▸ Activity
Entries follow. Return each line that contains the word "green".

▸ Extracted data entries
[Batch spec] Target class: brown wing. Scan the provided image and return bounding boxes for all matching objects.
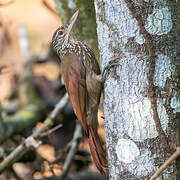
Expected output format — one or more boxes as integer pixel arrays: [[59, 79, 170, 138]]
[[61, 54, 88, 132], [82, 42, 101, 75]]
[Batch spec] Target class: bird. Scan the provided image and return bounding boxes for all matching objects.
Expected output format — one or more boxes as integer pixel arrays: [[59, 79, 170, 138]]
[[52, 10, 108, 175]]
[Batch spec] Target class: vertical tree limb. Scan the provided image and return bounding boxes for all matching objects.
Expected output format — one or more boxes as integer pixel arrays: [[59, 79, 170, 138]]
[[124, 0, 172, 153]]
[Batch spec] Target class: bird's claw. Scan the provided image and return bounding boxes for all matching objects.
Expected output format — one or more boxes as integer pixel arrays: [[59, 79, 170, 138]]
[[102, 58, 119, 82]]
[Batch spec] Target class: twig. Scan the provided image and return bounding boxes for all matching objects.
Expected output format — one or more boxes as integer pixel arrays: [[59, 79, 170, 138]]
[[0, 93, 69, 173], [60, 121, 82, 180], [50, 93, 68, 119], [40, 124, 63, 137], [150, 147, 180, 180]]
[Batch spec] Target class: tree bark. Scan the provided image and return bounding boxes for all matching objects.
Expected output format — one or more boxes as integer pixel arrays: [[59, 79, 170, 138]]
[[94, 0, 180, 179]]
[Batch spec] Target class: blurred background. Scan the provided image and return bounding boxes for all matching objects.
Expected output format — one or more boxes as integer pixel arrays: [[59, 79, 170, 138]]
...
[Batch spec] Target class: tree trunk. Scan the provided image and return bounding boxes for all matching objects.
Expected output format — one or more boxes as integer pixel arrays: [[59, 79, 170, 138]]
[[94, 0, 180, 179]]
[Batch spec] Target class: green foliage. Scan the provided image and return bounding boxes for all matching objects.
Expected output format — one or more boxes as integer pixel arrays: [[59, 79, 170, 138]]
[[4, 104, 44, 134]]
==
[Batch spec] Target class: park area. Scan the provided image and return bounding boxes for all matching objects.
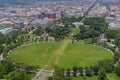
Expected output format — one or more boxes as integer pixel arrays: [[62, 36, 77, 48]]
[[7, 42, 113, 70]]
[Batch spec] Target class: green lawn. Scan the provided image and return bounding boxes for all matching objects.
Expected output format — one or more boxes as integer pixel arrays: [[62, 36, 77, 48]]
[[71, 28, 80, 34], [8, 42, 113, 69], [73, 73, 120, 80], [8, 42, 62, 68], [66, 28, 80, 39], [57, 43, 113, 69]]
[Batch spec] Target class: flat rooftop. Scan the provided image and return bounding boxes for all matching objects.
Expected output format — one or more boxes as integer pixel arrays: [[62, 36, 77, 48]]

▸ The completed task
[Batch spec] Target class: green foliage. Scan the provided image and return bounding boxes for all matching objects.
[Batch spec] Target class: green lawn. Scan the provided image and return bounding boxes for all matching objects.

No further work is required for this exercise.